DOCUMENT:
-- BEGIN --

Faculty Fellows 2012-2013
Aisha Khan is Associate Professor of Anthropology and Director of Undergraduate Studies, and is also a joint faculty member with the Center for Latin American and Caribbean Studies (CLACS) at NYU. She specializes in race and ethnicity; social stratification; theory and method in diaspora studies; religion; the Caribbean and Latin America. She has co-edited Empirical Futures: Anthropologists and Historians Engage the Work of Sidney W. Mintz (2009, Chapel Hill: University of North Carolina Press), and Women Anthropologists: Biographical Sketches (1989, Urbana: University of Illinois Press), and is the author of Callaloo Nation: Metaphors of Race and Religious Identity among South Asians in Trinidad (2004, Durham: Duke University Press). Professor Khan is currently completing two manuscripts: Islam and the Atlantic World andSacred Sacrilege: Religion and the View from Caribbean Obeah and Hosay.
Professor Khan has been the recipient of awards from Fulbright, Sigma Xi Society, and the Wenner-Gren Foundation, and has won a Richard Carley Hunt Memorial Postdoctoral Fellowship.
Ilya Kliger is an Assistant Professor in the Department of Russian and Slavic Studies, and specializes in 19th-century Russian and French novel, theory of the novel, literary theory, aesthetics, epistemology. He is the author of the recently published, The Narrative Shape of Truth: Veridiction in Modern European Literature (Pennsylvania State University Press, 2011).

-- END --

EXERCISE DETAILS: Reproduce the faculty fellows text word for word, from "Professor Khan has" to "University Press, 2011).".

GIVEN MATERIAL:
-- BEGIN --

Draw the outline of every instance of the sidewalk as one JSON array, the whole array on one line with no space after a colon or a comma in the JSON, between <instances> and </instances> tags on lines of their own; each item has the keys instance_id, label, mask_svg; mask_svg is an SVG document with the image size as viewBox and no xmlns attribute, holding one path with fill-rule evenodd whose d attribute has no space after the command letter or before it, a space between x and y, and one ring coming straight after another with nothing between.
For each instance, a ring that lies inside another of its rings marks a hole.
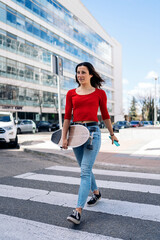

-- END --

RESPONSE TO THE TASK:
Professor Khan has been the recipient of awards from Fulbright, Sigma Xi Society, and the Wenner-Gren Foundation, and has won a Richard Carley Hunt Memorial Postdoctoral Fellowship.
Ilya Kliger is an Assistant Professor in the Department of Russian and Slavic Studies, and specializes in 19th-century Russian and French novel, theory of the novel, literary theory, aesthetics, epistemology. He is the author of the recently published, The Narrative Shape of Truth: Veridiction in Modern European Literature (Pennsylvania State University Press, 2011).